(ACTIVITY LIST):
a – Answer these questions about the article on the South African Aids drug case:
(i) How many international drug companies joined the Pharmaceutical Manufacturers Association of South Africa in trying to block the amendment act?
(ii) How many South Africans are living with HIV/Aids?
(iii) What did Nelson Mandela call the drug companies' legal challenge?
b – Transcribe the part of the article on the South African Aids drug case that opens with the words containing "South African Aids" and closes with "earn excessive profits.".

(GIVEN TEXT):
━━━━━━━━━━

Bangkok Post - April 23, 2001
The Pharmaceutical Manufacturers Association of South Africa and 39 international drug companies-which together are worth more than 10 times South Africa's gross domestic product-had been trying to block Pretoria's Medicines and Related Substances Control Amendment Act. They claimed the law was an infringement on the 20-year patent rights that guarantee funding for research into new and better drugs.
South African Aids activists argue that the legislation is desperately needed by the 4.7 million South Africans living with HIV/Aids, many of which cannot afford the life-extending drug cocktails shown to drastically cut Aids deaths in many western countries. The new law allows South Africa to import or make the lifesaving drugs at a fraction of the cost of buying them from drug firms. The drug companies did not argue with the right of South Africa to produce or import generic drugs; their case applied exclusively to the import of brand-name medications.
Medecins Sans Frontieres, the British charity Oxfam, Aids advocacy group Treatment Action Campaign and South Africa's leading trade union all condemned the court action by the drug giants, charging them with immoral exploitation of human misery in order to earn excessive profits.
Apart from the proposition that the right to health supersedes intellectual property rights, Aids activists ventured the argument that the alleged violations of intellectual property rights do not threaten the companies' quest for profits, since tax breaks compensated them for their research and many compounds in patented drugs came from the research of scientists who were given public, not private, sector funding.
Former president Nelson Mandela added his condemnation of the drug companies' legal challenge, calling it a "gross error" and accusing them of charging exorbitant prices for their products which will lead to the agonising deaths of millions of impoverished Africans afflicted with this horrible disease.
Even before the settlement on Thursday, many companies were fighting back in the public relations war by offering drugs at steep discounts of up to 90%. Such offers are a wonderful step in the right direction. But to much of the world, and especially Aids sufferers in Africa who survive on less than one dollar a day, the cuts don't go far enough. Talking in terms of dollars to people who live day to day on pennies is insulting, and does nothing to alleviate their suffering.
Just how grossly overpriced Aids drugs have become was exposed some months ago when Cipla, an Indian company, offered to produce a triple-combination HIV cocktail for less than a dollar a day for supply to international relief agencies on the condition that they provide it to Aids sufferers for free. India, with tens of millions of impoverished citizens, has never played the giants' drug patent game.
The international pharmaceutical companies could turn the public tide against them by working with medical authorities in developing countries to provide ways of getting their miracle cures to the people who need them. The drug companies have built massive empires in the noble cause of healing the sick. It is time they took some of those profits and put them back where they came from, instead of making lame, legalistic excuses while people die.

━━━━━━━━━━

(SUPPLIED RECORDS):
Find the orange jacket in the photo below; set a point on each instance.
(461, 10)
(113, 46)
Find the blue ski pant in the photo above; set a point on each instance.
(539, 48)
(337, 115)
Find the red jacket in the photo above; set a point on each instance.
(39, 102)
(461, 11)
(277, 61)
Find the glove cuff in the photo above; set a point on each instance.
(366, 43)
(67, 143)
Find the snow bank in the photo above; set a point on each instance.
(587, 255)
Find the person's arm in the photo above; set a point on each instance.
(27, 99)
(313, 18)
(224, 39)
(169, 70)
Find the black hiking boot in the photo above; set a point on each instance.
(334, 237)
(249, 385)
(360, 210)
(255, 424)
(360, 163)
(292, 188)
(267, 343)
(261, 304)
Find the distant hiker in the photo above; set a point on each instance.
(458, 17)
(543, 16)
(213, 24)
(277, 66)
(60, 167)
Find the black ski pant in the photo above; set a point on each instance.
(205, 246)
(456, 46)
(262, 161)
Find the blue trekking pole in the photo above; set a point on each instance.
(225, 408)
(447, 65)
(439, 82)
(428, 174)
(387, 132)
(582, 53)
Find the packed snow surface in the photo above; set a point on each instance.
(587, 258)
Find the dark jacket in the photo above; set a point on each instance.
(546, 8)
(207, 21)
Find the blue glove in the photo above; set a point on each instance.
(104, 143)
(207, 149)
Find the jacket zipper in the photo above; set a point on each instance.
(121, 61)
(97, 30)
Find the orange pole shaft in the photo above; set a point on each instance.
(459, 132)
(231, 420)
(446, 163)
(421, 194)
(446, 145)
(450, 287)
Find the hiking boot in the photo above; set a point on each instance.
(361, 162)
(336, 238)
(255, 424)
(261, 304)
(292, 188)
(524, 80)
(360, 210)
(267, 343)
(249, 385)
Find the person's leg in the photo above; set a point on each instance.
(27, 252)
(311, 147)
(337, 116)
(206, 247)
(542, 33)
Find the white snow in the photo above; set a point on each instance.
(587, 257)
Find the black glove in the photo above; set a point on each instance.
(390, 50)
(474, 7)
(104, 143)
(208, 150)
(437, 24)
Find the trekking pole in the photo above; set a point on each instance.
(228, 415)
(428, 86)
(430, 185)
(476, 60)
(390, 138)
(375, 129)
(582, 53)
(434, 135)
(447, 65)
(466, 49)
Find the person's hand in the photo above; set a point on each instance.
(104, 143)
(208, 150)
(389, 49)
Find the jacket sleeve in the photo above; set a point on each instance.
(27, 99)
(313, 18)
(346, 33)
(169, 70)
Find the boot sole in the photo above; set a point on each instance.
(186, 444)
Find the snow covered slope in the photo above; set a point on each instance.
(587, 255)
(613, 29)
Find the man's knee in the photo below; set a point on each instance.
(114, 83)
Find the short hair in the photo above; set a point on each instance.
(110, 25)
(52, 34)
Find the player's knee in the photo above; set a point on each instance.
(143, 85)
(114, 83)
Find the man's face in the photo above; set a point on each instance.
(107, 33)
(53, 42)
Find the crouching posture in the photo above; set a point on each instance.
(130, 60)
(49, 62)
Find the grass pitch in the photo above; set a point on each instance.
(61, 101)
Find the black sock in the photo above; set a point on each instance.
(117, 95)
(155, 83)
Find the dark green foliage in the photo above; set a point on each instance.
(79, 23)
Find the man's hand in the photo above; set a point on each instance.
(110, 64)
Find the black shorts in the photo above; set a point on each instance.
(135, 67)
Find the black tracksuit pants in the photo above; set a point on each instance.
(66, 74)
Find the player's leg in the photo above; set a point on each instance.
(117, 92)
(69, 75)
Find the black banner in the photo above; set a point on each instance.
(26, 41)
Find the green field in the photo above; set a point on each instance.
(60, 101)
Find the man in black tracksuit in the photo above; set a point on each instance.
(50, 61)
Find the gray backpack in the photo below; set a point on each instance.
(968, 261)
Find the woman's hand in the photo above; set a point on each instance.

━━━━━━━━━━

(ANSWERS BELOW):
a –
(i) 39
(ii) 4.7 million
(iii) A "gross error"

b –
South African Aids activists argue that the legislation is desperately needed by the 4.7 million South Africans living with HIV/Aids, many of which cannot afford the life-extending drug cocktails shown to drastically cut Aids deaths in many western countries. The new law allows South Africa to import or make the lifesaving drugs at a fraction of the cost of buying them from drug firms. The drug companies did not argue with the right of South Africa to produce or import generic drugs; their case applied exclusively to the import of brand-name medications.
Medecins Sans Frontieres, the British charity Oxfam, Aids advocacy group Treatment Action Campaign and South Africa's leading trade union all condemned the court action by the drug giants, charging them with immoral exploitation of human misery in order to earn excessive profits.